Species of flowering plant

Camptocarpus crassifolius is a species of plant in the Apocynaceae family. It is endemic to Madagascar. Joseph Decaisne, the botanist who first formally described the species, named it after its thick (crassus in Latin) leaves (-folius in Latin).

==Description==
It is a climbing plant. The upper portion of the stems are wavy and slender with diameters of 0.6–0.8 millimeters while the lower portions are firmer and thicker with diameters up to 1.2 millimeters. The length between leaves or branches is 5–8 centimeters. Its wedge to egg-shaped leaves are 25–30 by 6–8 millimeters with the broader part closer to the tip. The tips of its leaves are blunt with a short sharp point that is 0.2 millimeters long. The base of the leaves are variably tapering from 10° to 25°. Its short petioles are 2.5 millimeters long. Its Inflorescences occur at the junction between the leaves and stem and have rudimentary branches with 1–3 flowers. The inflorescences have very short peduncles that are 3 millimeters long, and flowers that are 4 millimeters long. Its flowers have 5 overlapping, rounded sepals. The bottom third of its 5 petals are fused at their base forming tube. The tooth-shaped, broad lobes of the petals have blunt tips and do not reach the top of the stamens.

* TASK A:
Answer these questions using the text on Camptocarpus crassifolius.
(i) Where is the species endemic?
(ii) How long are its petioles?
(iii) How many sepals do its flowers have?
* TASK B: In the text on Camptocarpus crassifolius, rewrite the passage from "Species of flowering" up to and including "(-folius in Latin).", replacing "Apocynaceae" with "dogbane".

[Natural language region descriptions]
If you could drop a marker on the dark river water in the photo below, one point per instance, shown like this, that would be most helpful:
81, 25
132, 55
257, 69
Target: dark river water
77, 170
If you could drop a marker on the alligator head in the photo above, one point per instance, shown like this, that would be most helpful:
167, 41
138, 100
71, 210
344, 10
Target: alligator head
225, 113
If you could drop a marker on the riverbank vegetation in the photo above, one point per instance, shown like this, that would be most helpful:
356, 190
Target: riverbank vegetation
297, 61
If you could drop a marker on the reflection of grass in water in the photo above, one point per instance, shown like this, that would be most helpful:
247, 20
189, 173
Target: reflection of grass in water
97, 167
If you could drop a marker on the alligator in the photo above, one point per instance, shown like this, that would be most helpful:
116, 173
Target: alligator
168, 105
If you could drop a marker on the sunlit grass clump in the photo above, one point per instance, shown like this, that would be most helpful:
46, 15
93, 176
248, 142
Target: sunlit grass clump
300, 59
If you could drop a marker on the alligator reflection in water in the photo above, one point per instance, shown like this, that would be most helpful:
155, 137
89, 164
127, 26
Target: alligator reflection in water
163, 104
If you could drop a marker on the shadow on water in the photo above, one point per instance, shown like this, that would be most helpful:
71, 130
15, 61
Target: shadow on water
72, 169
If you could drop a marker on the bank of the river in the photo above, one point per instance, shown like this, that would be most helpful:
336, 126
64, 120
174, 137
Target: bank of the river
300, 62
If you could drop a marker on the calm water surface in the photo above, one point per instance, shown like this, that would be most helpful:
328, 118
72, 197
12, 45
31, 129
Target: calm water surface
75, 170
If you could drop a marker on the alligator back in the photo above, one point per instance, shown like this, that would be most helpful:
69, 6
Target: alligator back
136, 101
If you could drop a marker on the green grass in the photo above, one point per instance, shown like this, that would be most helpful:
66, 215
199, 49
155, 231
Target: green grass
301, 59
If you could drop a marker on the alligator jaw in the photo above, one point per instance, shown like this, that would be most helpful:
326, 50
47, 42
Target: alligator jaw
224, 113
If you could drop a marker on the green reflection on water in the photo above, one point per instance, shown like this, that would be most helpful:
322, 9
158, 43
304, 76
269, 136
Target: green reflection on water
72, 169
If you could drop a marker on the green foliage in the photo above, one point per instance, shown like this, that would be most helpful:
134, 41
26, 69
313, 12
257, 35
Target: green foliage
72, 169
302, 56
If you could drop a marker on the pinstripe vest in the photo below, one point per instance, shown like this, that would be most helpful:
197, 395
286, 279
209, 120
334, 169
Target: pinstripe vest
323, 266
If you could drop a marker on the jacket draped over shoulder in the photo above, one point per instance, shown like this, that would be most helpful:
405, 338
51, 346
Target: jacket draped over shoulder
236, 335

* EXERCISE OUTPUT A:
(i) Madagascar
(ii) 2.5 millimeters
(iii) Five

* EXERCISE OUTPUT B:
Species of flowering plant

Camptocarpus crassifolius is a species of plant in the dogbane family. It is endemic to Madagascar. Joseph Decaisne, the botanist who first formally described the species, named it after its thick (crassus in Latin) leaves (-folius in Latin).